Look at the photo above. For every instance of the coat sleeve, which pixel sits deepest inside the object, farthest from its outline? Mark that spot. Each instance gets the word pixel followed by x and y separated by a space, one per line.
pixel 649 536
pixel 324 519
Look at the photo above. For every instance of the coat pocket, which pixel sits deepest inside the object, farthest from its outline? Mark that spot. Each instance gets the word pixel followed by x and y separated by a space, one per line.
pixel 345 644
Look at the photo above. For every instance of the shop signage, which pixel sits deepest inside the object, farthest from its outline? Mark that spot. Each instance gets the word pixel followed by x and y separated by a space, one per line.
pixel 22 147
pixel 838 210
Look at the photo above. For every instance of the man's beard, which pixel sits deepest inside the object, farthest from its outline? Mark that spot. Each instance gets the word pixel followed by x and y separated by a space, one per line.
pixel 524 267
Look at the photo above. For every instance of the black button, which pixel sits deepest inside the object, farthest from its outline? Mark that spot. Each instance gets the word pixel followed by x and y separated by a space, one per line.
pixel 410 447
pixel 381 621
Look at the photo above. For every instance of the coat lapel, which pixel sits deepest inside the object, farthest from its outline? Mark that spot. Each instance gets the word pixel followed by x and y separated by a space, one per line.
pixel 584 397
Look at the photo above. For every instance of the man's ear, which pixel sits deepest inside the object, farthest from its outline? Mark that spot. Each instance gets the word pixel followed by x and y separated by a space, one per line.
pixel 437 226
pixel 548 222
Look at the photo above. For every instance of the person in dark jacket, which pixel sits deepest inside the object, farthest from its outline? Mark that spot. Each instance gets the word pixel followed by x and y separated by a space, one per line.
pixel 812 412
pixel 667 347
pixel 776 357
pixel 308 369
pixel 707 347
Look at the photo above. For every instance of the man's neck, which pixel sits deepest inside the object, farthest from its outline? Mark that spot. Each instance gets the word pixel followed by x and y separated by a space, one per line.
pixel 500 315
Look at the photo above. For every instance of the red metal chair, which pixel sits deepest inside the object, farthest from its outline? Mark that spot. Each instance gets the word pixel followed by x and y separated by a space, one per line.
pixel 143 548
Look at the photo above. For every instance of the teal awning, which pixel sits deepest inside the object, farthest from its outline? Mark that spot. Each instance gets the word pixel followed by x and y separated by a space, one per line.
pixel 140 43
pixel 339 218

○ ○ ○ ○

Transcribe the stretch from the start of the records through the line containing "pixel 381 621", keeping every line exactly as it appears.

▶ PROBLEM SOLUTION
Look at the photo above. For every instance of the coat sleeve, which pixel sits deepest inside the object, farthest from its outline? Mark that spot. Each instance gets the word pixel followed by x and y separated by a space, one per line.
pixel 649 536
pixel 324 519
Look at the photo above. For every instance of the coat pocket, which pixel sits deepest inside the object, farthest from its outline? Mark that spot. Each instance gets the word pixel followed by x and y separated by a space, one per line.
pixel 345 644
Look at the photo above. For every instance of the shop signage, which pixel sits deepest inside the object, farthest from its outline? Mark that spot. Each instance gets the word pixel followed by x and y separated by a space, one per line.
pixel 22 147
pixel 838 210
Look at the photo above. For every instance of the man's beard, which pixel sits deepest inside the object, farthest from its outline? Mark that spot. Each instance gets the word pixel followed by x and y separated by a space, one per line.
pixel 524 267
Look at the photo above. For every instance of the black button, which pixel sits deepest inside the object, farthest from its outline? Mark that spot. Each instance gets the word pixel followed by x and y separated by a space, one per line.
pixel 410 447
pixel 381 621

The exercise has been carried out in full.